DATA LISTING:
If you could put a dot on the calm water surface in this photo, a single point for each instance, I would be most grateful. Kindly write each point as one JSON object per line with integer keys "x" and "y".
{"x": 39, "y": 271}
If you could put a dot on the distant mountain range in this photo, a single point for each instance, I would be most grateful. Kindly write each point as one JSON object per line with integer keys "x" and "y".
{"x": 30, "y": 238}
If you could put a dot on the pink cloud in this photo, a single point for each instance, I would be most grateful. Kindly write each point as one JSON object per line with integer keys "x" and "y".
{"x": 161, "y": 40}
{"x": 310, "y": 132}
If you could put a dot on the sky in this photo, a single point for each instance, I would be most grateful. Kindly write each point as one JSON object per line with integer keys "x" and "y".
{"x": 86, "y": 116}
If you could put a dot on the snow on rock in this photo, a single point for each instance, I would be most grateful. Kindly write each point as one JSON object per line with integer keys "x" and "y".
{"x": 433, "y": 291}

TASK STATEMENT: The records above must be repeated exactly, every one of them.

RESULT OF THIS TASK:
If you could put a dot on the calm water surface in this photo, a single point for each instance, I would be most grateful. Kindly write each point as one JSON object per line with integer keys "x" and "y".
{"x": 39, "y": 271}
If you could put a dot on the distant mountain range in this photo, a single point for each instance, I would be most grateful. Kindly write each point as one JSON object per line with integer keys "x" and "y".
{"x": 30, "y": 238}
If you could put a dot on the pink cloud in this photo, a single point for each instance, I would be most grateful. Kindly write each point as one JSON object per line with integer keys "x" and "y".
{"x": 161, "y": 40}
{"x": 310, "y": 132}
If you could put a dot on the sky in this photo, a single point for each instance, I would be most grateful. Kindly write each point as one JSON object per line with integer keys "x" and "y".
{"x": 86, "y": 116}
If you could put a dot on the snow on rock in this photo, a single point for each instance, I would be most grateful. Kindly write each point as one JSON object per line with integer keys "x" and "y".
{"x": 433, "y": 291}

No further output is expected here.